AIM OF THE TASK:
Reproduce all of the records below verbatim, omitting the pictures.

--- DATA PROVIDED ---

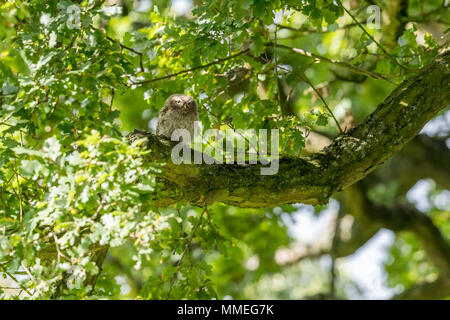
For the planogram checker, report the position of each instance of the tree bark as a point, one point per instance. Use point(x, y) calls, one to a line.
point(312, 180)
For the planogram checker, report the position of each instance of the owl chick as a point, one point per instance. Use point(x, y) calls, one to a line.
point(179, 112)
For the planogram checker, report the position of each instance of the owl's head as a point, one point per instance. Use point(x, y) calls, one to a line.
point(182, 103)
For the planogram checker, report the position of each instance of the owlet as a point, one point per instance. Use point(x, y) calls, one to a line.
point(179, 112)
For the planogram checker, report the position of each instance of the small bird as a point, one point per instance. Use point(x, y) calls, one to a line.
point(179, 112)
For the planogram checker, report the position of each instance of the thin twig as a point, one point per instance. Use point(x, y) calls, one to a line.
point(186, 249)
point(303, 77)
point(370, 36)
point(333, 61)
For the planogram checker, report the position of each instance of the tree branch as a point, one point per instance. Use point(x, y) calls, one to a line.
point(314, 179)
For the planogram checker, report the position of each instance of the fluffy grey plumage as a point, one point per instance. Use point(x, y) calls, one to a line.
point(179, 112)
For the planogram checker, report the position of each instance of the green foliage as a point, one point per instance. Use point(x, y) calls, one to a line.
point(70, 184)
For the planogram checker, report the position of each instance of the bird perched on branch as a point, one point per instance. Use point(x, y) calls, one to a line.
point(179, 112)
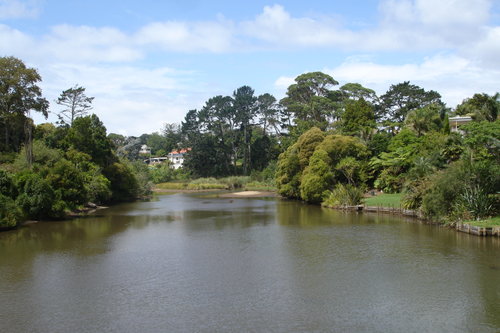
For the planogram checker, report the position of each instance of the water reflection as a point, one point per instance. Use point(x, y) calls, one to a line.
point(187, 262)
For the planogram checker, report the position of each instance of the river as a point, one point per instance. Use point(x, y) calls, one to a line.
point(199, 263)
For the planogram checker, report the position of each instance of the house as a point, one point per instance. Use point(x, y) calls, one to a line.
point(455, 121)
point(177, 157)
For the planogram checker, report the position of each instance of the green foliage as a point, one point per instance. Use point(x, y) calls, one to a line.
point(379, 143)
point(270, 171)
point(10, 215)
point(289, 173)
point(88, 135)
point(476, 202)
point(36, 198)
point(403, 98)
point(481, 107)
point(307, 99)
point(68, 181)
point(97, 186)
point(124, 185)
point(307, 143)
point(19, 95)
point(358, 115)
point(456, 186)
point(188, 186)
point(344, 195)
point(143, 177)
point(446, 125)
point(339, 147)
point(7, 186)
point(424, 120)
point(42, 155)
point(317, 178)
point(162, 173)
point(76, 104)
point(483, 137)
point(383, 199)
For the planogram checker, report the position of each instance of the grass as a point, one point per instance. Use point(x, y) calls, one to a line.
point(186, 186)
point(493, 222)
point(384, 199)
point(229, 183)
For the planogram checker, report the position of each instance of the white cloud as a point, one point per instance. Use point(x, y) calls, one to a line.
point(455, 78)
point(129, 100)
point(458, 25)
point(186, 36)
point(13, 9)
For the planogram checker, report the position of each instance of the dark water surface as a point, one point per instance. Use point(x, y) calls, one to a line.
point(198, 263)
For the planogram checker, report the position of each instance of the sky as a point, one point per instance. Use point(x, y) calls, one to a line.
point(149, 62)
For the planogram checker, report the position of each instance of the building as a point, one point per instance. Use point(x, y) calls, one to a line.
point(177, 157)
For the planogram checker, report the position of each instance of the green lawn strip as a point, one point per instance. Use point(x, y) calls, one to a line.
point(187, 186)
point(260, 188)
point(493, 222)
point(383, 199)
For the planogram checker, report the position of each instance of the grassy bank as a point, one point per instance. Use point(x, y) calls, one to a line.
point(384, 199)
point(493, 222)
point(188, 186)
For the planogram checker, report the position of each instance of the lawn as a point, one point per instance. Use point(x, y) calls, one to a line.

---

WRITTEN RESPONSE:
For the planogram checker, report the position of each instance of the tree bark as a point, one point per instance. Use point(x, y) calls, one to a line.
point(312, 180)
For the planogram checker, report the position of each instance of the owl chick as a point, one point per instance. Use point(x, y) calls, one to a line.
point(179, 112)
For the planogram checker, report the position of each instance of the owl's head as a point, one point per instance. Use point(x, y) calls, one to a line.
point(182, 103)
For the planogram checker, report the position of each instance of the owlet as a point, one point per instance. Use point(x, y) calls, one to a line.
point(179, 112)
For the planogram checker, report the position of each instance of the small bird as a point, one point per instance. Use point(x, y) calls, one to a line.
point(179, 112)
For the planogram checker, report the position of each instance of the thin twig as a point, one point per instance. Use point(x, y) calls, one to a line.
point(186, 249)
point(303, 77)
point(370, 36)
point(333, 61)
For the planogram checker, report the position of each instance of the tree branch as a point, one point per instance. Use point(x, y) calls, one to a line.
point(314, 179)
For the planogram checker, report the position of each instance of the fluffy grey plumage as a point, one point per instance. Use point(x, y) calls, one to a line.
point(179, 112)
For the planogram checker, report the position of each instance of the green foliage as a point, one point per instance. Use point(x, y) calls, one to a line.
point(70, 184)
For the planogram checker, report the position of each instance of the bird perched on branch as a point, one point per instance. Use point(x, y) calls, one to a line.
point(179, 112)
For the planogram checker, report the position of each instance of the water reflection as a point, one point per instance. Use point(x, y) calls, one to a line.
point(187, 262)
For the planogram checker, report the position of each instance of the river as a point, one point per instance. Use point(x, y) calls, one to a line.
point(199, 263)
For the planogram checker, report the position of each instance of the house as a point, one point per instance. Use point(x, y) calls, one to a line.
point(455, 121)
point(177, 157)
For the planogram checker, report the position of each instance of the green foliage as a point, one point per instance. Use point(x, y) calls, one to a line.
point(379, 143)
point(270, 171)
point(10, 215)
point(289, 173)
point(88, 135)
point(476, 202)
point(36, 198)
point(403, 98)
point(481, 107)
point(307, 99)
point(68, 181)
point(97, 186)
point(124, 185)
point(307, 143)
point(19, 95)
point(358, 115)
point(456, 186)
point(188, 186)
point(344, 195)
point(143, 177)
point(446, 125)
point(339, 147)
point(7, 186)
point(424, 120)
point(42, 155)
point(317, 178)
point(162, 173)
point(76, 104)
point(483, 137)
point(383, 199)
For the planogram checker, report the position of each instance of the grass as a point, one point per instance. Use point(x, y) calls, one to a line.
point(186, 186)
point(493, 222)
point(384, 199)
point(229, 183)
For the planogram checker, report the position of each instance of the white cloud as a point, one point per instance. Use point(x, y) calls, one to a line.
point(455, 78)
point(129, 100)
point(458, 25)
point(186, 36)
point(13, 9)
For the planogram checker, report the position of each instance of the dark water surface as a point, one point per instance. Use point(x, y) calls, one to a line.
point(198, 263)
For the planogram checker, report the position of each instance of the sky as a point, one point per instance. Use point(x, y) calls, one to a line.
point(149, 62)
For the planogram checker, report the position of each instance of the building as a point, one point per instance. Use point(x, y) calls, one to a line.
point(177, 157)
For the planogram checker, report the position of each instance of the green lawn strip as a point, one point per instance. Use point(x, y) calls, one to a line.
point(187, 186)
point(260, 188)
point(493, 222)
point(383, 199)
For the planogram checker, report the position of each instance of the grassy bank as a point, one point per instance. Use point(x, y) calls, one to a line.
point(384, 199)
point(493, 222)
point(188, 186)
For the planogram checker, report the position of each instance of the lawn as a point, one point per instance. Use point(x, y) calls, one to a line.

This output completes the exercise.